* _EXTRACT_
==================================================

No matter what I have said, it has been followed by "but", or some kind
of whining or protest. This is followed by some kind of argument
twisting everything up. Basic simple reality is no longer acceptable or
is considered to be some sort of intellectually intolerable
oversimplification that in many cases produces some sort of absurd guilt
if accepted.

Under the Politically Correct doctrine that rationality is an arbitrary
and punitive artifact of western civilization, psychotic ramblings and
the most infantile rebelliousness are further qualified as genius.

Mental illness is being improperly defined as intellect. Moreover,
absence of a demanded refutation for incoherent disorder is interpreted
as license to put whatever that disorder is advocating into practice.
There has developed an extensive pool of what is incorrectly labeled
intellectuality that supports reality disorders, borderline disorders,
psychopathic deviance, and so forth.

Many of the people who engage in this operate under the romantic and
self-flattering conception that they are "challenging ideas" or
"challenging middle class complacency" or something similar. In fact,
they are not challenging anything and are not capable of challenging
anything. There may be challenge in the sense of aggravation, but this
is not the same as challenging intellectual content. The content of
intellectual challenge is the same as that found when arguing with the
denial of an alcoholic or a pothead as to whether they are alcoholics or
potheads and should seek help--or are destroying their, and your, lives.

==================================================

* _DATA EXTRACT_
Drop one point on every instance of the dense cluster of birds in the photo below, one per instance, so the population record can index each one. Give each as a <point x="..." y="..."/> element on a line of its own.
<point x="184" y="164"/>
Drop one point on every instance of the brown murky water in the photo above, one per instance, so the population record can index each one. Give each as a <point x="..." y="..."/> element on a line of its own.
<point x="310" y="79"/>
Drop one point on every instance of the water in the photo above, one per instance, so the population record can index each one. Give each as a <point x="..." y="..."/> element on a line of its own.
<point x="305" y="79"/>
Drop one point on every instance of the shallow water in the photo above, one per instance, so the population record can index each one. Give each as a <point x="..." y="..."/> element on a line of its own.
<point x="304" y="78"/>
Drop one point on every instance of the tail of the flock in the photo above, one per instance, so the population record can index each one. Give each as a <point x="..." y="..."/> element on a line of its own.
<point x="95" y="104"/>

==================================================

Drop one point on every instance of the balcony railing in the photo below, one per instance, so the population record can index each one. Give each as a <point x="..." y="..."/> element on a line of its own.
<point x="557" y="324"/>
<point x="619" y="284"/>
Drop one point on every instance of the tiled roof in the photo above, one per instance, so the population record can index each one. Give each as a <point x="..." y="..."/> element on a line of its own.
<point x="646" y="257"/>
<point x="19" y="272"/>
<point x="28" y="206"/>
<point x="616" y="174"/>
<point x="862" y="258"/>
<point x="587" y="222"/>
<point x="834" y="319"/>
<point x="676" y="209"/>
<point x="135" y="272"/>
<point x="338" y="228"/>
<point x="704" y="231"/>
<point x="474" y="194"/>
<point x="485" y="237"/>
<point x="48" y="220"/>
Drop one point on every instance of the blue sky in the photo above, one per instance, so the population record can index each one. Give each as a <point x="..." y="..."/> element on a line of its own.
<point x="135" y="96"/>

==================================================

* _CHALLENGES_
1. In the passage on political correctness, what is mental illness being improperly defined as?
2. List every kind of disorder or deviance that the passage on political correctness names as being supported by what is incorrectly labeled intellectuality.
3. Please pick up the passage on political correctness after its last sentence and carry it forward.

* _RESULTS FOR EACH TASK_
1. Intellect.

2. Reality disorders, borderline disorders, psychopathic deviance

3.
The convoluted argument with them can go on for days without your
winning a single point. At the end of that time he or she has verbally
rejected every fact. The reality is that he or she is still an alcoholic
or a pothead.

A bumper sticker states one of the world's most profound psychological
truths. The sticker says, "You can't argue with a sick mind." This is a
simple truth. But the rules of debate in front of an audience with the
mentality of the Phil Donahue fan club are not the same as the rules of
real life. The best way to win a debate before irrational or mentally
deficient people is to argue from a point of such irrationality that
there is no way any opposition can even begin to make a refutation
regardless of the validity of their position. The only thing they can do
is stammer. This was found out very quickly by the countercultural
subculture during the Sixties and Seventies. They established psychotic
levels of denial and irrationality as acceptable methods of immobilizing
opposition.

Psychotic Thinking Has Become Conventional Wisdom

It is today routine to hear levels of disordered thinking which would
have been labeled psychotic forty-five years ago. This disordered
thinking has underwritten the drug problems, the sexuality problems, the
illegitimacy problems, the AIDS problems, the family dissolution
problems, and the broad range of social, educational and economic
difficulties in this country. It has furthermore created a political
instability and made the nation nearly impossible to govern.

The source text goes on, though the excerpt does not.